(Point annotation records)
▼
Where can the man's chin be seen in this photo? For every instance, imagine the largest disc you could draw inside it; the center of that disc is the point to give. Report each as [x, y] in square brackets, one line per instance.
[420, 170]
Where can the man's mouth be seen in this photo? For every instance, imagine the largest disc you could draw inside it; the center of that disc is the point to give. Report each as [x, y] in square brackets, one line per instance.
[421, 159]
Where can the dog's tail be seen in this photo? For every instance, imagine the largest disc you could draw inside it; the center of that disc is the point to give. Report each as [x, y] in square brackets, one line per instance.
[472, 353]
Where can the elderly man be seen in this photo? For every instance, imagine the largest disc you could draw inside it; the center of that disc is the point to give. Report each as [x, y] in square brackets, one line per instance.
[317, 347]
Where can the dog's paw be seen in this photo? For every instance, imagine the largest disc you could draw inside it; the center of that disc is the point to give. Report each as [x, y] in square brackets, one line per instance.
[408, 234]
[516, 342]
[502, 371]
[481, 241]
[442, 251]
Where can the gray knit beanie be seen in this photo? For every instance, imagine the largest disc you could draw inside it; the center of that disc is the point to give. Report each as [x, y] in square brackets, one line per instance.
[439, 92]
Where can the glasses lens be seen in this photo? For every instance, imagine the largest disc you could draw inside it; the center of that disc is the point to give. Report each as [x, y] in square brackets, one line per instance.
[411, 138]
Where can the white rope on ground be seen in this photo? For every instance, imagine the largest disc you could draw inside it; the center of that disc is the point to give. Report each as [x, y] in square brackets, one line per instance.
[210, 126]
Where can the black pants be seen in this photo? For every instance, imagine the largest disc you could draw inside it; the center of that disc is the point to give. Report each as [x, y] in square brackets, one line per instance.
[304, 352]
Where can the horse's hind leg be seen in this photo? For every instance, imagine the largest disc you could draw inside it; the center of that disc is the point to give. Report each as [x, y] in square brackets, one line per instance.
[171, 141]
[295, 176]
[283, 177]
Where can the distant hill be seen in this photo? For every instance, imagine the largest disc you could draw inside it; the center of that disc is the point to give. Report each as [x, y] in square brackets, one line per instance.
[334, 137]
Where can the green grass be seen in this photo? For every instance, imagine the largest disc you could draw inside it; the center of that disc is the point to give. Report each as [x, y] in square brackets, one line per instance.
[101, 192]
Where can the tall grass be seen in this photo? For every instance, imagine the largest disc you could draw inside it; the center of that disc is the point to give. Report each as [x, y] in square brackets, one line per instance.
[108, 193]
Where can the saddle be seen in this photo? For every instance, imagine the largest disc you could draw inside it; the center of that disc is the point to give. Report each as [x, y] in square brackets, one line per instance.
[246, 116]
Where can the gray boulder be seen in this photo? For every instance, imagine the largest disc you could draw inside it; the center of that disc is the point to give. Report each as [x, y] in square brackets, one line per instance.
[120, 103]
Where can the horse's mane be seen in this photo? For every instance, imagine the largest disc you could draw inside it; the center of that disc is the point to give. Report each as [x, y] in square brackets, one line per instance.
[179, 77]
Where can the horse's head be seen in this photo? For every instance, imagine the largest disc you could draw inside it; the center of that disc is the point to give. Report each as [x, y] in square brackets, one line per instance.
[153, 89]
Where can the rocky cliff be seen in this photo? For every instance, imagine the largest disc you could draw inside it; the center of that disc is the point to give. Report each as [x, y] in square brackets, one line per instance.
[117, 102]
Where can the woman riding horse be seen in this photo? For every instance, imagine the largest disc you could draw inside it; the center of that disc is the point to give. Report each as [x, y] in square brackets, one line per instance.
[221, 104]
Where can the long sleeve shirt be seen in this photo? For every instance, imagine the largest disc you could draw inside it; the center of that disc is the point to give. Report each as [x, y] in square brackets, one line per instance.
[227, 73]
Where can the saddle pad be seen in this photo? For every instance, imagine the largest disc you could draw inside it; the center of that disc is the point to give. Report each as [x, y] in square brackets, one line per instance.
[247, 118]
▲
Print the material above once more, exactly.

EXERCISE ANSWER -
Where can the man's chin be seen in this photo? For every instance, imagine the largest disc you could draw inside it; the center of that disc is the point to give. Report each as [x, y] in square brackets, one line per instance.
[420, 170]
Where can the man's mouth be seen in this photo? For every instance, imagine the largest disc you could draw inside it; the center of that disc is the point to give. Report each as [x, y] in square brackets, one line per instance.
[421, 159]
Where can the dog's tail be seen in this photo? For every instance, imagine the largest disc you could draw inside it; the center of that disc is the point to give. Report each as [x, y] in square brackets, one line per instance.
[472, 353]
Where can the elderly man be seen in this photo? For every instance, imagine the largest disc you could draw inside it; the center of that disc is the point to give. Report each as [x, y] in square brackets, one line per instance.
[317, 347]
Where can the dog's paw be seen in this photo? For every instance, imagine the largest disc you could draw inside it; the center of that disc is the point to give. Report each as [x, y] in square brackets, one line per instance.
[408, 234]
[516, 342]
[502, 371]
[481, 241]
[442, 251]
Where can the gray knit beanie be seen in this photo? For every instance, imagine the largest disc you could draw inside it; the center of that disc is the point to give. Report each as [x, y] in square brackets, one line per instance.
[439, 92]
Where can the glasses lens be seen in this photo? For every instance, imagine the largest disc you could draw inside it; the center of that disc is the point to give. Report each as [x, y] in square brackets, one line per instance.
[411, 138]
Where can the white rope on ground be seen in this photo? For every instance, imagine the largest disc you could draw inside it; the center of that disc is the point to give. Report each as [x, y] in square brackets, one line per instance.
[210, 126]
Where can the black pants be seen in this photo? For every instance, imagine the largest disc you could draw inside it; the center of that disc is the point to give. Report each as [x, y] in square brackets, one line per instance.
[304, 352]
Where can the horse's hind leg be seen in this photo? For every instance, imagine the largest disc you could draw inside it; the center of that disc is the point to give. Report each as [x, y] in square brackets, one line per instance.
[171, 141]
[295, 176]
[283, 177]
Where can the distant hill be seen in this photo? For every instance, imagine the largest disc you could draw inside it; the center of that disc is the point to give. Report each as [x, y] in square brackets, one line per instance.
[334, 137]
Where can the green grass be seen in this photo? For every instance, imagine the largest disc you could draw inside it; the center of that disc is the point to give. Report each as [x, y] in square brackets, one line per instance.
[101, 192]
Where can the tall grass be seen in this photo? For every instance, imagine the largest disc you could draw inside it; the center of that disc is the point to give. Report each as [x, y] in square brackets, one line per instance.
[108, 193]
Where can the saddle be seen in this photo? For every instance, imagine the largest disc you could draw inside it; the center of that disc is the point to give. Report each as [x, y] in square brackets, one line per instance.
[246, 116]
Where can the gray boulder be seen in this photo? For every instance, imagine the largest disc you could draw inside it; the center of that disc is the point to give. Report each as [x, y] in square brackets, one line per instance.
[120, 103]
Where can the horse's mane be seen in this photo? For every instance, imagine the largest disc you could draw inside it; the center of that disc is the point to give. Report each as [x, y] in square brackets, one line per instance.
[179, 77]
Where can the horse's head be seen in this photo? For every instance, imagine the largest disc you could draw inside it; the center of that disc is the point to give. Report each as [x, y] in square brackets, one line per instance.
[153, 89]
Where can the rocky cliff be seen in this photo? For every instance, imagine the largest disc you could draw inside it; the center of that disc is the point to give. Report each as [x, y] in square brackets, one line per instance.
[117, 102]
Where can the woman riding horse be seen in this photo? For every instance, imagine the largest disc you could draw inside it; the center of that disc is the point to give. Report each as [x, y] in square brackets, one line per instance.
[221, 104]
Where can the long sleeve shirt be seen in this photo? For every instance, imagine the largest disc you could draw inside it; the center of that disc is the point to give. Report each as [x, y] in square brackets, one line per instance.
[227, 73]
Where can the saddle pad be seen in this photo? For every instance, imagine the largest disc you could draw inside it; the center of that disc is the point to give. Report each as [x, y] in square brackets, one line per instance.
[247, 118]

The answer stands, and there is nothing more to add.